**本文抜粋:**
__________________________________________________

そのルールとシステムを役割する役割を果たすのが平和連合です。
世界国家の危険性
国家同士では戦争状態になってしまう、なら世界を1つの国家にしてしまえばいい、という意見があります。
これを世界国家といいます。
一度整理しましょう。
世界国家 = 世界全体を1つの統一国家にすること、個々の国家が消滅
平和連合 = 各国家がそれぞれ政治主体となる、それぞれの国家は平等
世界国家は一見画期的なアイデアに見えますが、大きな危険性もはらんでいます。
例えば、言語や思想などは統一されていきます。
たくさんあると不便なので、マイノリティは消滅していくのです。
また、各国が保有する素晴らしい文化なども全て消滅していきます。
国家として統制をとるうえで必要のないものは排除されていくのです。
積極的な理念は争いを生み出す
国家間の関係性を管理する方法で”世界国家”と”平和連合”の2つがあることを紹介しました。
この2つは、理念という観点からも大別することができます。
世界国家 = 積極的な理念
→正しい目的を達成するためには何をしても許される
平和連合 = 消極的な理念
→みんなが折り合えるようなやり方で達成できる目的を定める
理念の観点からも、世界国家は大きな危険性を持っていることが分かります。
積極的な理念を持つ場合、その目的を達成するためには何をしても許される、というスタンスをとります。
これは全体主義的な思想に非常に近く、実際にナチスドイツが掲げていた理念を重なります。
積極的な理念は、目的が手段を正当化してしまう性質を持っているので、何をやっても良くなってしまいます。
世界国家からの独立を認めずに、怪しい勢力は力でつぶす、ような状態になってしまえば、世界国家が絶えざる戦争を生み出してしまうかもしれないのです。

__________________________________________________

**課題一覧:**
• A. 本文で、世界国家のもとで消滅する、または統一されていくと述べられているものを、具体的に名前が挙がっているものに限ってすべて書き出しなさい。
• B. 本文に基づいて、次の問いに答えなさい。
(i) 平和連合において、それぞれの国家はどのような関係にあるとされているか。
(ii) 世界国家は、積極的な理念と消極的な理念のどちらに当たるとされているか。
(iii) 積極的な理念を持つ場合のスタンスは、どのような思想に非常に近いとされているか。
• C. 世界国家と平和連合についての本文を、最後の文に続けて書き継ぎなさい。
ここから先のデータは、本文とは別の資料です。

__________________________________________________

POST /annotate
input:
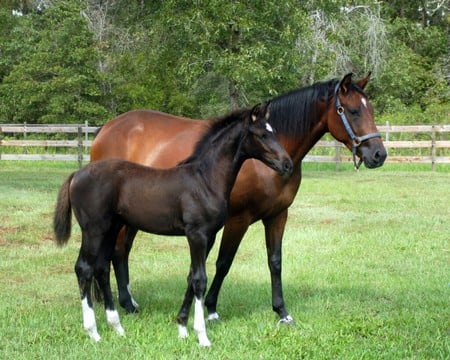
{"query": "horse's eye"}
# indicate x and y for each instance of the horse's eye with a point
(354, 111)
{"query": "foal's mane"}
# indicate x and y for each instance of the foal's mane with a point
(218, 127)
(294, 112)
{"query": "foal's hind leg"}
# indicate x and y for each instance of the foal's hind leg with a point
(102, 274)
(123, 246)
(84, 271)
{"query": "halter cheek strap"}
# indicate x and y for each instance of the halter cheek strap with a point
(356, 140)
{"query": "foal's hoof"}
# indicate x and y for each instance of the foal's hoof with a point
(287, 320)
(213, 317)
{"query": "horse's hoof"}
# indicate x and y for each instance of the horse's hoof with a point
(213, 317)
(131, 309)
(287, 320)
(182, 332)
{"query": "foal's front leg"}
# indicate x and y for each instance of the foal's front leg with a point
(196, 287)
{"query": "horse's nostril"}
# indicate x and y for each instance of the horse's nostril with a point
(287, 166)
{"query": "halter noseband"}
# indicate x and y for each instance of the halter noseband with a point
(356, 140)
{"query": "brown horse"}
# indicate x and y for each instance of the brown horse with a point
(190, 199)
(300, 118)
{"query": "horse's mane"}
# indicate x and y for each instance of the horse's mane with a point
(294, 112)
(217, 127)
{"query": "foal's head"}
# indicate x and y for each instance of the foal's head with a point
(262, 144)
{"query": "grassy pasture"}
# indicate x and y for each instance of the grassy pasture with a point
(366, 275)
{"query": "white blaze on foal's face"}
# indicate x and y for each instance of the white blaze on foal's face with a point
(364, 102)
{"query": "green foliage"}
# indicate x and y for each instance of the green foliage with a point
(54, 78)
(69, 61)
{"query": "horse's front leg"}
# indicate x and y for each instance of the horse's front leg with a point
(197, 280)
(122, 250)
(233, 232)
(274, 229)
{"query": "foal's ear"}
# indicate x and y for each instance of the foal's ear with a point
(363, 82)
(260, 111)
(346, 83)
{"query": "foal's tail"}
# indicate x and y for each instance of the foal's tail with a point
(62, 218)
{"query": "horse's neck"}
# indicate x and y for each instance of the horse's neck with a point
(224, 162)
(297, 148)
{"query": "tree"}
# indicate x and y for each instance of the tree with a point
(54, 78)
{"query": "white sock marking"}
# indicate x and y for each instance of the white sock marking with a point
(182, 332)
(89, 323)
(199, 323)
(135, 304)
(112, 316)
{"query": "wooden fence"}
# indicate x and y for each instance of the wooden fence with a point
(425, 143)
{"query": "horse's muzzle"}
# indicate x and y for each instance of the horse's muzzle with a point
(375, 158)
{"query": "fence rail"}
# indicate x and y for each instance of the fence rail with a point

__________________________________________________

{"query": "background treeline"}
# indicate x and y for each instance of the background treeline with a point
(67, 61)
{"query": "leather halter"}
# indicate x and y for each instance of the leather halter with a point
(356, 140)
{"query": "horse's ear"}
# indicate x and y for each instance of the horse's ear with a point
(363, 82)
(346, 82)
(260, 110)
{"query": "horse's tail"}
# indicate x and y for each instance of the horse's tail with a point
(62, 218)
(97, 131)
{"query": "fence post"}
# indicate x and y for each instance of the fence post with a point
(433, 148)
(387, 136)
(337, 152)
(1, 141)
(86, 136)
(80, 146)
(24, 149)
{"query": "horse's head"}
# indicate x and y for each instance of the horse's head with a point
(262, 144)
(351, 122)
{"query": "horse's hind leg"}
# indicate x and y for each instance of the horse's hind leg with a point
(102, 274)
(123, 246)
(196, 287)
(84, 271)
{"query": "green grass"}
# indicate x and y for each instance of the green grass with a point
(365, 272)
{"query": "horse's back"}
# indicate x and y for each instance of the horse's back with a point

__________________________________________________

**課題別解答:**
• A. 個々の国家、言語、思想、マイノリティ、各国が保有する素晴らしい文化

• B.
(i) それぞれの国家は平等である。
(ii) 積極的な理念
(iii) 全体主義的な思想

• C.
事実、積極的な理念を持って理想国家や第三帝国を目指したナチスは、大虐殺を起こしました。
カントは平和連合を通して、消極的な理念を達成することを目指すべきだと主張します。
穏やかな手段を探し、大枠の永遠平和というゴールを見ながらも、具体的な目的はしっかりと定めない姿勢が大事だと考えたのです。
公法の状態
国家と国家の間のルールやシステムを構築・運営するのが平和連合の役割です。
そして、ルール(法律)もまた公平で倫理的・道徳的に正しくある必要があります。
カントも著書の半分を”道徳と政治の一致”という項目に割いていることから、これがいかに重要視されていたかがわかります。
公法の状態とは、全ての国家が道徳に遵守した法律に従っている状態を指します。
公法の状態とは、あらゆる国家が道徳に遵守した共通の法律に従っている状態である
法律 ー 誰にでも例外なく公平であること
道徳 ー 誰がどんな場合でも無条件に従うべきもの
カントの言う永遠平和の状態とは、公法の状態が実現していることを指します。
道徳の内容ではなく形式
カントの定義する道徳は一般的なものとは少し違います。
道徳を内容ではなく、その形式で考えるべきだと主張するのです。
形式とは、誰もがおこなってもいいと思えることをどんな場合でも行わなくてはならない、ことを指します。
道徳の内容にばかり気を取られてしまうと、主観的な道徳になってしまう可能性があるのです。
カントは次のように表現します。
汝の主観的な原則が普遍的な法則となることを求める意志にしたがって行動せよ
カント「永遠平和のために」
上記のフレーズを分解してみましょう。
普遍的な法則 = 誰もが行うべきだと考えられること
主観的な原則 = 私がやろうとしていること
つまり、道徳を主観的に判断するのではなく、そこに公平性を確保しましょう、ということです。
主観的な道徳は時として間違った決断を下します。
それが万人に共通の普遍的な道徳観であるか、ということを常に考える必要があるのです。
法律の公平性は道徳を形式的に考えるところから導き出されるのです。
公開性
法律は公平性に加え、公開性を保持している必要があります。
公開性とは、その法律が全ての人の眼差しに耐えうるものであることを指します。
公開性とは、すべての人の眼差しに耐えうることを指す
公開性は公平性を保つためには必要不可欠な要素です。
法律がブラックボックス化しなければならない場合は、何かしらの問題を隠している場合があるからです。
誰から見られても問題がない法律を作り出すことが、公平性を生み出すのです。
国家間の法律は、それを強制する機関がありません。
そんな法律を強制する機関がない中で、各国には法律を守ってもらうことが重要です。
そのためには法律を各国が尊重しなければいけません。
そしてそれを達成するためには、法律は平等なものでなければいけないのです。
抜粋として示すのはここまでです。